### EXERCISE
List every first name that appears in the first three paragraphs of the blog post below.

━━━ PAGE TEXT ━━━

Last week I went to bed for the first time in two months at a time when the clock said p.m. and not a.m. That is progress, let me tell you. Over Christmas break Kate wasn't going to bed for the night until 2 a.m. And I mean she was wide awake until then, which is completely different than sleeping and waking to be fed again. With Seth, I could go back to sleep after feeding when he fell back asleep or take naps when he did. With Kate, not so much. Seth would get into too much trouble if I did that now. :) We have slowly been working on moving her bedtime up. I am happier when I get sleep. And everyone is happy when Mom is happy!
And now it's late. I should be in bed. I'm up not because of Kate but because I'm wide awake and wanted to blog. Up late by choice, not force. Very different things.
I wanted to blog because my heart is heavy. We just learned this weekend that Zsolt's mom was diagnosed with breast cancer. She was supposed to have her first chemo today. I couldn't stop thinking about and praying for her all day, so I called Zsolt tonight to see how it went. The doctor changed her meds today and will start chemo tomorrow.
I know this sounds silly, but I was glad to hear it because I really wanted to make dinner for her tonight. One of my friends from high school was just diagnosed with breast cancer back in November and had her first chemo treatment last week. After hearing what chemo is like from her and a few others, I know that it wipes you out (among many other things!). I know that I cannot verbally share Christ's love with Zsolt's mom due to my lack of Hungarian (and lack of relationship with her), but I can make a meal and show her his love that way, even if she doesn't know or realize that it's his love. I don't have to use words to share Christ's love. And praise the Lord for that! So now due to the delay, I have a meal ready for her tomorrow! I felt bad that I didn't have it ready for tonight, but there was no time today. And it seems small, insignificant, and silly to say that I'm glad her treatment was pushed back one day to allow me to make a meal. Zsolt is coming to pick it up tomorrow since I cannot take it to her. I didn't think they would accept it, but they are grateful he said.

━━━ DATASET ENTRIES ━━━

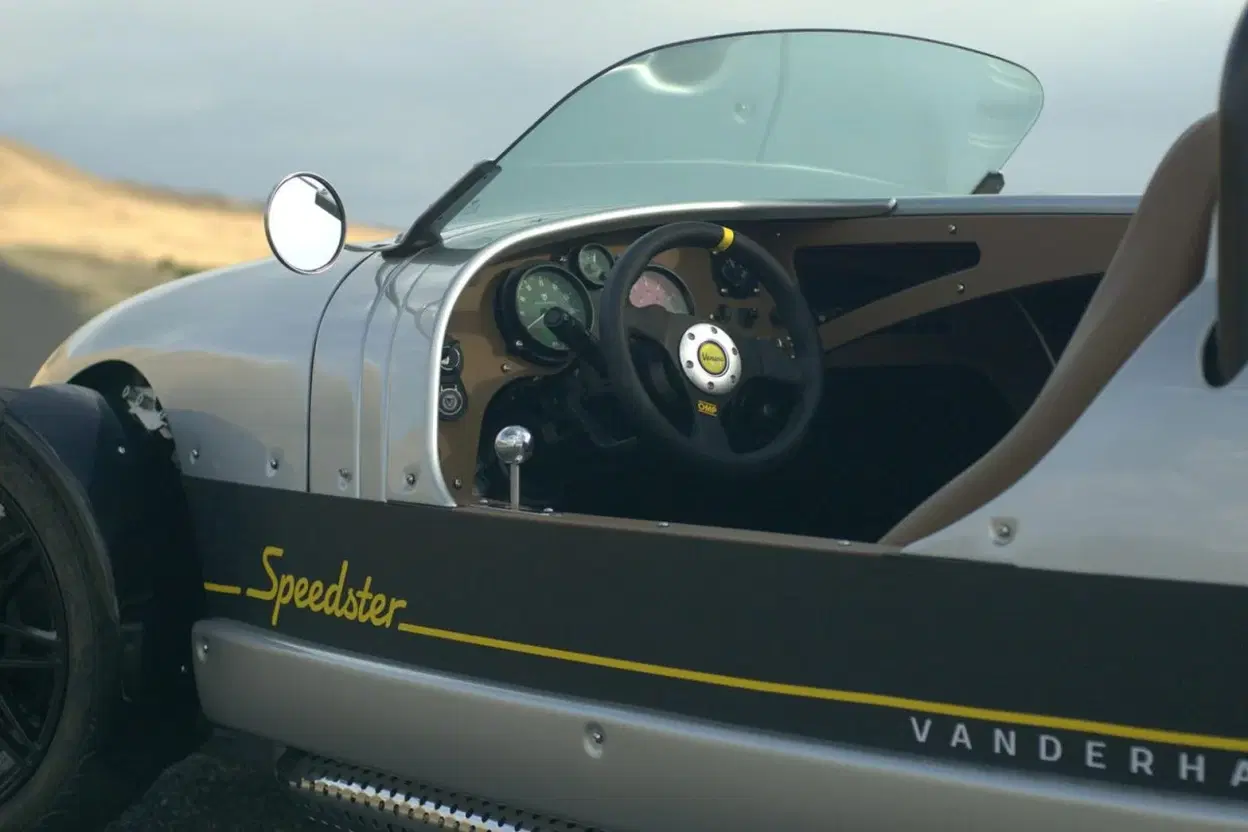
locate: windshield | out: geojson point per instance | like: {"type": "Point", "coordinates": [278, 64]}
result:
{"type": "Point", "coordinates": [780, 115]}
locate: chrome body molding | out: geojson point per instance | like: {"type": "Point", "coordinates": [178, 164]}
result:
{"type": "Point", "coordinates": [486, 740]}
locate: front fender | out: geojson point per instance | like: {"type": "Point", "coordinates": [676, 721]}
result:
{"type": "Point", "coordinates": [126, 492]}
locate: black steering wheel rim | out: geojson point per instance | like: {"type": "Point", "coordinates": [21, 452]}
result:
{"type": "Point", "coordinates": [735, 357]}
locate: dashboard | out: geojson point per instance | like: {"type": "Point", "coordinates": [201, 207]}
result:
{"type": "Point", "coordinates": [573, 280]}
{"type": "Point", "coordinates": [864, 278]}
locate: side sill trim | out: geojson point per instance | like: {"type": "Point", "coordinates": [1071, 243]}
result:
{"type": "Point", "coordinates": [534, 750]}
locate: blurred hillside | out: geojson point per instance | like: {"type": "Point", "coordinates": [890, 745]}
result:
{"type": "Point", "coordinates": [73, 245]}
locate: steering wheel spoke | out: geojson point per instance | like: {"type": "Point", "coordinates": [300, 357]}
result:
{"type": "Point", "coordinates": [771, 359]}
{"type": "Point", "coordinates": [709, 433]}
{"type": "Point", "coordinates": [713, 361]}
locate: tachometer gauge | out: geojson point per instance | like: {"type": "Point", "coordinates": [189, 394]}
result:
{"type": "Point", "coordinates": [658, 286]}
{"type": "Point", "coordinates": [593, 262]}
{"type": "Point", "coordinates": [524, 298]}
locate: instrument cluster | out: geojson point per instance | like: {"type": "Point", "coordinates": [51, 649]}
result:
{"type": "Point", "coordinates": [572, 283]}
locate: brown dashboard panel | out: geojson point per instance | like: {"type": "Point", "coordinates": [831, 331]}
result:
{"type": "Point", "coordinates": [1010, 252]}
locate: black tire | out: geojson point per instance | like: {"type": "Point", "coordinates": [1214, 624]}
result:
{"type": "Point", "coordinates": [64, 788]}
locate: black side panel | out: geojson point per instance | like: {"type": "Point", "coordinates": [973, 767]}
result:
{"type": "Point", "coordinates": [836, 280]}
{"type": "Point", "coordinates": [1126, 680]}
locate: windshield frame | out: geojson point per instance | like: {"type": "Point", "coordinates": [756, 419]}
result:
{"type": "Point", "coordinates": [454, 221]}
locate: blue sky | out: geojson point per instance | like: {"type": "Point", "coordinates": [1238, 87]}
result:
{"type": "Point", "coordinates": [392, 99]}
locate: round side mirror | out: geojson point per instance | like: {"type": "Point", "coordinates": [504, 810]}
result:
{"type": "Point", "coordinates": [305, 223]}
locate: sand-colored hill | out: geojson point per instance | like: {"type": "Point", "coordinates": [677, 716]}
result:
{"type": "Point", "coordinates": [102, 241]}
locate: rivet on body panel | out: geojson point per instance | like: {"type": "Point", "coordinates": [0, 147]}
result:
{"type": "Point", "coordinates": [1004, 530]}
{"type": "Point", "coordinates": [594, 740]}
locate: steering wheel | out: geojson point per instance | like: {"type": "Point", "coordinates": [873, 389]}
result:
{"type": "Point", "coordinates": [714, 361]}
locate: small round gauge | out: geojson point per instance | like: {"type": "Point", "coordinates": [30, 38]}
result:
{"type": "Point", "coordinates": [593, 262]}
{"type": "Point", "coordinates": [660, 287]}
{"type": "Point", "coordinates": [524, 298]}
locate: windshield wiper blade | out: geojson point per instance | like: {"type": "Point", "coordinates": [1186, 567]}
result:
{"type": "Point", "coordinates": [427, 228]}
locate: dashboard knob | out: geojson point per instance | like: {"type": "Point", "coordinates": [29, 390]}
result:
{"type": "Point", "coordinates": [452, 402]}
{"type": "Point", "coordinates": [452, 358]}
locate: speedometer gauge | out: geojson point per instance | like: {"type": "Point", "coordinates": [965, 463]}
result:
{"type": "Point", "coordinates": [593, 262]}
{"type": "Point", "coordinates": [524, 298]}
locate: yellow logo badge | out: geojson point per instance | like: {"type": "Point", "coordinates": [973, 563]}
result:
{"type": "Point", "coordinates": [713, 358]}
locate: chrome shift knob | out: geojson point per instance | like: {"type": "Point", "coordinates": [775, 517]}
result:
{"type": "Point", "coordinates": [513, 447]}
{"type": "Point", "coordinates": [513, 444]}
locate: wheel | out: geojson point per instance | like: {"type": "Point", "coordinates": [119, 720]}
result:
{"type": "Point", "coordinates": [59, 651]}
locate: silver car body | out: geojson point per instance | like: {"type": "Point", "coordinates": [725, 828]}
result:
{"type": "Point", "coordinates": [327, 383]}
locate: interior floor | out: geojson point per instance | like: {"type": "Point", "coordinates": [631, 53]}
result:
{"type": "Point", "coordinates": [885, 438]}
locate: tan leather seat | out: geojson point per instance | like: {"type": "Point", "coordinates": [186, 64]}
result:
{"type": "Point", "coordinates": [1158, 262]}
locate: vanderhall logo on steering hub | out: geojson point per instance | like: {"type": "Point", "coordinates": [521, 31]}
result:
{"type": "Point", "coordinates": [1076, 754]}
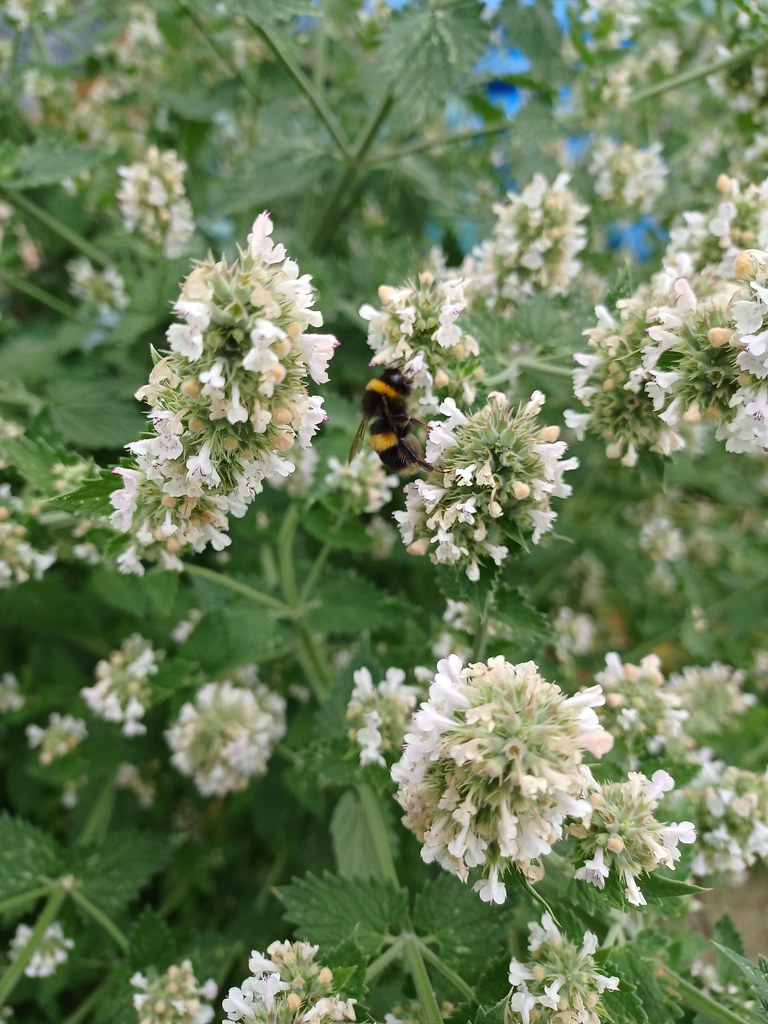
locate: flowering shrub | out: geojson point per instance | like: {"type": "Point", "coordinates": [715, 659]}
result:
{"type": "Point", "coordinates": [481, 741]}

━━━

### SOLUTION FOR THIS TASK
Kate, Seth, Zsolt